##### Text segment #####

But the basic premise of your response to that thread earlier today is fallacious. So first, I’d like you to read this entire thread, including responses, paying particular attention to Congressman Billybob’s explications of critical points of law. I had John (Billybob) vet this essay because I wanted to be sure I stated everything correctly.

Then I want you to take some time for a beer, promise to never use the term “constitutional convention” again and think about rewriting some of your books.

(Pause for a beer.)

This whole thing is about the fact that around 25 years ago some states asked for a Convention for Proposing Amendments (shorthand = “Article V Convention”) to address the issue of a constitutional amendment that would require a balanced budget. This effort stalled at 32 states, but it appears that we may be close to a 34th state requesting an Article V Convention. For the sake of argument, let’s say that a 34th state finally requests such a convention.

After a lot of grumbling, Congress sets the time and place of the Article V Convention, perhaps “three months hence at the Corn Palace in Mitchell, South Dakota”. Following that, all 50 states hold special elections for the position of Convention Delegate. Each congressional district elects one delegate, and each state elects two delegates at large. In all, there are 535 delegates.

Here in the 1st District of Washington, I file. My district is ultra-liberal, so with 50 liberals filing and with me as the sole conservative, I manage to win a trip to Mitchell. (My impassioned 60 second speech at the so-called “debate” made me a “lock”.)

There being no room at the local hotels, I board with a farm family. Getting up at 4 AM every day to help slop the cows and milk the chickens -– you can see I never set foot on a farm –- I finish with my chores and drive into Mitchell.

##### Dataset excerpts #####

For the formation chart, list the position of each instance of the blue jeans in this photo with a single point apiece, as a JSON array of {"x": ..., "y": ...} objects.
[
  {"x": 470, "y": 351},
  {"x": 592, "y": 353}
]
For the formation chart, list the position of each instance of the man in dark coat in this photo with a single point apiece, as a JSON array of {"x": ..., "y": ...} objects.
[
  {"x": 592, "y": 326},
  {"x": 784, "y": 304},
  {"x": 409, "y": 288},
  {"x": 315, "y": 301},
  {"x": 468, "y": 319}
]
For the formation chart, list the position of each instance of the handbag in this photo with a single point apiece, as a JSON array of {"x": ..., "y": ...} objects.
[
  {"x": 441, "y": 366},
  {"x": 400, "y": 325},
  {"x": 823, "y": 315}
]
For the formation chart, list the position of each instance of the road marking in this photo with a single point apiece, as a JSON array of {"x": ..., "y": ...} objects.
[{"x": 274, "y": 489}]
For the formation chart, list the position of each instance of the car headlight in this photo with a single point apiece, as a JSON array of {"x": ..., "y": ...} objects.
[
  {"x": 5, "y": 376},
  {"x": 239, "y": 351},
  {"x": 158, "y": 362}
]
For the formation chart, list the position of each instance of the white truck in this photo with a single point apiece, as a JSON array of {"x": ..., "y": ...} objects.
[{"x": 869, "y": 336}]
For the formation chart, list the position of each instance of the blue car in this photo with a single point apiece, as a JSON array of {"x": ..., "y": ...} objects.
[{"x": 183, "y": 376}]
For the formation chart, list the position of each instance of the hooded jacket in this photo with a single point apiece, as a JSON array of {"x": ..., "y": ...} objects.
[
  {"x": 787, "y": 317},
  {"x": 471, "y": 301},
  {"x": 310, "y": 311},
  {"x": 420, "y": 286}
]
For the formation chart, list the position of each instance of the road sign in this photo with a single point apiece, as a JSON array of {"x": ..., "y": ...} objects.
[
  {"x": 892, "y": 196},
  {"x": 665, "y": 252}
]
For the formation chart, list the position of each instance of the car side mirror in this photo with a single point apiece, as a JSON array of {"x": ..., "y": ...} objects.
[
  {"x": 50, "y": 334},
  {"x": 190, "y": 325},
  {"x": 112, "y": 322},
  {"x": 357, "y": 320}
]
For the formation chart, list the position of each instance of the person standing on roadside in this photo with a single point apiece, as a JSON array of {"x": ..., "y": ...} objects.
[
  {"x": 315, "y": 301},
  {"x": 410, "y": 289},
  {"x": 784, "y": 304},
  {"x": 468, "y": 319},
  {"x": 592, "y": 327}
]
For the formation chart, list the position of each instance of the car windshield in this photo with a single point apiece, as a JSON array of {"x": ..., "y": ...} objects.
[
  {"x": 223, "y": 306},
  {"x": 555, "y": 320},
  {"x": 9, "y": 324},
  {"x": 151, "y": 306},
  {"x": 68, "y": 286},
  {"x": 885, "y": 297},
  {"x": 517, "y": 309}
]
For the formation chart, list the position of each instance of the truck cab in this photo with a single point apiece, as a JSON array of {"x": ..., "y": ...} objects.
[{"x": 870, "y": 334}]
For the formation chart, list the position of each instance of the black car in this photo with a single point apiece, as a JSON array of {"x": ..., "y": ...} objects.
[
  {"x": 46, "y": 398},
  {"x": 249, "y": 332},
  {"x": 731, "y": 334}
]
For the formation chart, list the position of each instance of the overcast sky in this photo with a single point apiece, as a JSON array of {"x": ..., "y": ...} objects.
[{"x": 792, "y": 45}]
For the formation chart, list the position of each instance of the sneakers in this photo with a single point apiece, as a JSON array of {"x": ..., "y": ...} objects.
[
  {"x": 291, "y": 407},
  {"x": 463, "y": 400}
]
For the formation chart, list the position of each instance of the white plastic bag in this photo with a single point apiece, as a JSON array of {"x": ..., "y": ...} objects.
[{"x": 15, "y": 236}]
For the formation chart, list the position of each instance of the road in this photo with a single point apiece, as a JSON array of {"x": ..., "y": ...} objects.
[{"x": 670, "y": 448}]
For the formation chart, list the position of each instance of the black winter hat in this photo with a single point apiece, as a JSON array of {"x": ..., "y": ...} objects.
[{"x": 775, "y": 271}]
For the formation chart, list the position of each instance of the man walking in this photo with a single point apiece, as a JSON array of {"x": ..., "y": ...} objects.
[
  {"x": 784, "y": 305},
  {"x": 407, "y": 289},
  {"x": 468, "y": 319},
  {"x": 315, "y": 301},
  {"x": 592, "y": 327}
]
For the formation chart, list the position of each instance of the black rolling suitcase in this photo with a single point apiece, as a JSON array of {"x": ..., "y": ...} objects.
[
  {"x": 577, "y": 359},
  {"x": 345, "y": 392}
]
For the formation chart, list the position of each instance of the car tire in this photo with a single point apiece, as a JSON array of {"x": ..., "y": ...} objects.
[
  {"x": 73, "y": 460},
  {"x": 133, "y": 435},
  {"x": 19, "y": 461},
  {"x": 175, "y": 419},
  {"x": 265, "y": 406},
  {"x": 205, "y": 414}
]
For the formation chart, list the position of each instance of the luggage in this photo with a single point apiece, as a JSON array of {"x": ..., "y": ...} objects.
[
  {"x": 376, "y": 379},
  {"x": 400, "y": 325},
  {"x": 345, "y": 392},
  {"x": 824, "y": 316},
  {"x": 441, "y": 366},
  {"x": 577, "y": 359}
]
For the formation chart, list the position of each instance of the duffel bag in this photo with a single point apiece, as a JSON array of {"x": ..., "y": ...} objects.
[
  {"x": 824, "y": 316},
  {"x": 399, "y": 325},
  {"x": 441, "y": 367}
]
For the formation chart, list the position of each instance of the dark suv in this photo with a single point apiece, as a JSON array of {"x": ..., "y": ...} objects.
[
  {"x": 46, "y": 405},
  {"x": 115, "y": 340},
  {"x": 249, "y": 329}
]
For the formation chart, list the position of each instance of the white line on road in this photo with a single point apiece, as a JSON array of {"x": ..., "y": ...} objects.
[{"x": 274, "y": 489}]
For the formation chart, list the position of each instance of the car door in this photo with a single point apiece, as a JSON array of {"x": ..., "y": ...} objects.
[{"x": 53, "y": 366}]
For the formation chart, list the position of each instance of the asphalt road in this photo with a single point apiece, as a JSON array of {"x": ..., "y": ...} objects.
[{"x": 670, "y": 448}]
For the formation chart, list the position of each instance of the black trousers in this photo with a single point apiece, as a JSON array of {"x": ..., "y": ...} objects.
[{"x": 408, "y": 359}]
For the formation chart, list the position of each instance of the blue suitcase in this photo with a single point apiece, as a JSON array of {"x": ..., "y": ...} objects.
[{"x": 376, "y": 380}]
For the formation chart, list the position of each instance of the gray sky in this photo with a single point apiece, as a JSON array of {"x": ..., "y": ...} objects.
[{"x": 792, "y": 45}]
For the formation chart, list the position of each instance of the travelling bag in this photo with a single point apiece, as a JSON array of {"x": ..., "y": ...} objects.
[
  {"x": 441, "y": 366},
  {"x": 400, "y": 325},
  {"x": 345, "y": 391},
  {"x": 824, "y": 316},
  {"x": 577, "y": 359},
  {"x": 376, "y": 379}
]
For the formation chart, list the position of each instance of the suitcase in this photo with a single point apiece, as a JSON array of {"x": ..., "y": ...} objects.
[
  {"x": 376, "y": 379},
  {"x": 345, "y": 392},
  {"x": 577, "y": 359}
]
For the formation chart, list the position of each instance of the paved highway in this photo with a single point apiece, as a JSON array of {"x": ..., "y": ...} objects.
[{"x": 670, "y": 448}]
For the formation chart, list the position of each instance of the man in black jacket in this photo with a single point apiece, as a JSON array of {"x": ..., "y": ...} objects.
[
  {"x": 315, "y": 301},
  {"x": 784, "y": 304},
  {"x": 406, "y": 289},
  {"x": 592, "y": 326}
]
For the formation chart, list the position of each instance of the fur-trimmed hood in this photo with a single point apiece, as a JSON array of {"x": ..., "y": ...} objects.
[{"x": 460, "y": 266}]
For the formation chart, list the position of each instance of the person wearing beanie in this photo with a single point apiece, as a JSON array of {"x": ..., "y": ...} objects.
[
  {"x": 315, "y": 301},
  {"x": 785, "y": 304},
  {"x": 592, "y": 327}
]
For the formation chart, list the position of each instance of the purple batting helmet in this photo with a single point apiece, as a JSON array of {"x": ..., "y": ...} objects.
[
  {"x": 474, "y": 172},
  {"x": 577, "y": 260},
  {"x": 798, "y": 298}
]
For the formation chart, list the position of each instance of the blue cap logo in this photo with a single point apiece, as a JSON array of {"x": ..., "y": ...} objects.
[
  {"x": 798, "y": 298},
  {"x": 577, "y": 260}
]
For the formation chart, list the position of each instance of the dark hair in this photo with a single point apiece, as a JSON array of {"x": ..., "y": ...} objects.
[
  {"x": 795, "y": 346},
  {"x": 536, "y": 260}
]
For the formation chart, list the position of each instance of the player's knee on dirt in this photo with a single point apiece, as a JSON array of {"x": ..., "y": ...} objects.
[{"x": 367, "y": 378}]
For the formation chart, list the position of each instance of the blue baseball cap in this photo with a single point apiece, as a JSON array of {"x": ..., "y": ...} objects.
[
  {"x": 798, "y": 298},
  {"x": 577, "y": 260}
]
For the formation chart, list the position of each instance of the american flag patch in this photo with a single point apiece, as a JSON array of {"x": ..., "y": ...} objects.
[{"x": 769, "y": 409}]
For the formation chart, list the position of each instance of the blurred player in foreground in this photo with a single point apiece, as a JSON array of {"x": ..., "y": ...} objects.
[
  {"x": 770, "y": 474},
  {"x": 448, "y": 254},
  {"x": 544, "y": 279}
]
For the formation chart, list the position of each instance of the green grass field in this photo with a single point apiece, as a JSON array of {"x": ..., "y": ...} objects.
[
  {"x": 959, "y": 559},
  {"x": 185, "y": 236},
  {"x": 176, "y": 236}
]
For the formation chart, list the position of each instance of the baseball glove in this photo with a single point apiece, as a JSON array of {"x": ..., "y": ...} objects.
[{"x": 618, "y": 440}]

#####

Summarize the Article V Convention text above in two sentences.

The writer calls the premise of an earlier response fallacious, asks the reader to study a thread in which Congressman Billybob, who vetted the essay, explains key points of law, and urges the reader never to say "constitutional convention" again. The writer then imagines a 34th state requesting an Article V Convention on a balanced budget amendment: Congress sets a time and place, all 50 states elect 535 delegates, and the writer wins as the only conservative in Washington's 1st District, boarding with a farm family and driving into Mitchell each day.